## Directions for this task
Update the records below by changing every occurrence of "one point per instance" to "a single point per instance". Keep all other text as it is.

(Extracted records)
[Start]
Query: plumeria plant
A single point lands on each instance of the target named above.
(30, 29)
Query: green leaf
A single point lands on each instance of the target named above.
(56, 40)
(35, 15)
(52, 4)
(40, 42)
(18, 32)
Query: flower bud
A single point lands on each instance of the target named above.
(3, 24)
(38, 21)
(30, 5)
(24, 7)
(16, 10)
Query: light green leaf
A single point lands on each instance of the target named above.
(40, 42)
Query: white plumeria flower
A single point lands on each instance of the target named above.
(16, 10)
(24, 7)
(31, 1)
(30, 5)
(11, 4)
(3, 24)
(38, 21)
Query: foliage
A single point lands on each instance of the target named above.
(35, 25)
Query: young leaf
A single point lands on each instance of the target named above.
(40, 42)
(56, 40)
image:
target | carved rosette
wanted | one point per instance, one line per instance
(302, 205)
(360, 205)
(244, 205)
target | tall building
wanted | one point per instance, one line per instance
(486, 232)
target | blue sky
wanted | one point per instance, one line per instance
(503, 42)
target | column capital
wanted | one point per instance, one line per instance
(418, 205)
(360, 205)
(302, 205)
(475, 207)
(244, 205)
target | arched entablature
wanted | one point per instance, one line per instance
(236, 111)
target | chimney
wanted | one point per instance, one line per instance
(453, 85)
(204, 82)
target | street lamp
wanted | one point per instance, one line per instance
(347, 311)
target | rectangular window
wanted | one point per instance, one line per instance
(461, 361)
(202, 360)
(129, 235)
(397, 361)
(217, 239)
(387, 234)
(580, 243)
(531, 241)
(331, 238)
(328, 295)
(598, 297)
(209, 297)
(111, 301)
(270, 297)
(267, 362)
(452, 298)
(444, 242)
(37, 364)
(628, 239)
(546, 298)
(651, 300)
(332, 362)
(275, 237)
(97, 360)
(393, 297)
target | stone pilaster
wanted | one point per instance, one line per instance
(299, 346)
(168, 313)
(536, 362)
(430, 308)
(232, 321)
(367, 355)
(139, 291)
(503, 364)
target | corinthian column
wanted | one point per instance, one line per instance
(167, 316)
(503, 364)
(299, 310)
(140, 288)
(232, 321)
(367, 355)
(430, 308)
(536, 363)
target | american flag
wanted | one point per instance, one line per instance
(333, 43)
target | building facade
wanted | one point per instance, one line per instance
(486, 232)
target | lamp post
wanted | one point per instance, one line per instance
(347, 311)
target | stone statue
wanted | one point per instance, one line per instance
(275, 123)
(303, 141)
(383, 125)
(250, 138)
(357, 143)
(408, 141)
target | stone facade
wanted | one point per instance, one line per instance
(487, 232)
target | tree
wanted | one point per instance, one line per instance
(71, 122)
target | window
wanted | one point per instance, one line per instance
[End]
## Final result
Query: plumeria plant
A single point lands on each instance of the target named above.
(30, 29)
Query: green leaf
A single point lands on each instance of the target named above.
(56, 40)
(35, 15)
(52, 4)
(40, 42)
(18, 32)
Query: flower bud
A single point lands on each instance of the target named above.
(3, 24)
(38, 21)
(30, 5)
(24, 7)
(16, 10)
Query: light green leaf
A single point lands on each instance of the target named above.
(40, 42)
Query: white plumeria flower
A single point lands on each instance of the target named above.
(16, 10)
(24, 7)
(31, 1)
(30, 5)
(11, 4)
(3, 24)
(38, 21)
Query: foliage
A single point lands on each instance of the target named above.
(35, 25)
Query: young leaf
A single point lands on each instance of the target named above.
(40, 42)
(56, 40)
image:
target | carved rosette
wanted | a single point per instance, one line per instance
(302, 205)
(360, 205)
(244, 205)
target | tall building
wanted | a single point per instance, one line per instance
(486, 232)
target | blue sky
wanted | a single point per instance, one line per instance
(503, 42)
target | column capital
wanted | a single point per instance, one line per instance
(418, 205)
(360, 205)
(302, 205)
(475, 207)
(244, 205)
target | arched entablature
wanted | a single point per instance, one line per instance
(236, 111)
target | chimney
wanted | a single point per instance, one line per instance
(453, 85)
(204, 82)
target | street lamp
wanted | a single point per instance, one line per instance
(347, 311)
target | rectangular window
wanted | a single point per instance, one line per instance
(461, 361)
(202, 360)
(129, 235)
(397, 361)
(217, 239)
(387, 234)
(580, 243)
(531, 241)
(331, 238)
(328, 295)
(598, 297)
(209, 297)
(111, 301)
(270, 297)
(267, 362)
(452, 298)
(444, 242)
(37, 364)
(628, 239)
(546, 298)
(651, 300)
(332, 362)
(275, 237)
(97, 360)
(393, 297)
target | stone pilaster
wanted | a single point per instance, one line per instance
(299, 346)
(168, 313)
(536, 362)
(430, 308)
(232, 321)
(367, 355)
(139, 291)
(503, 364)
target | corinthian column
wanted | a single point per instance, one line per instance
(167, 316)
(503, 364)
(299, 310)
(140, 288)
(232, 321)
(367, 355)
(430, 308)
(536, 363)
target | american flag
wanted | a single point per instance, one line per instance
(333, 43)
target | building facade
wanted | a single point per instance, one line per instance
(486, 232)
target | lamp post
wanted | a single point per instance, one line per instance
(347, 311)
target | stone statue
wanted | a single point per instance, one line per instance
(275, 123)
(303, 141)
(383, 125)
(250, 138)
(357, 143)
(408, 141)
target | stone facade
wanted | a single point per instance, one line per instance
(487, 232)
target | tree
wanted | a single point per instance, one line per instance
(71, 122)
target | window
wanted | a single point per instance, one line per instance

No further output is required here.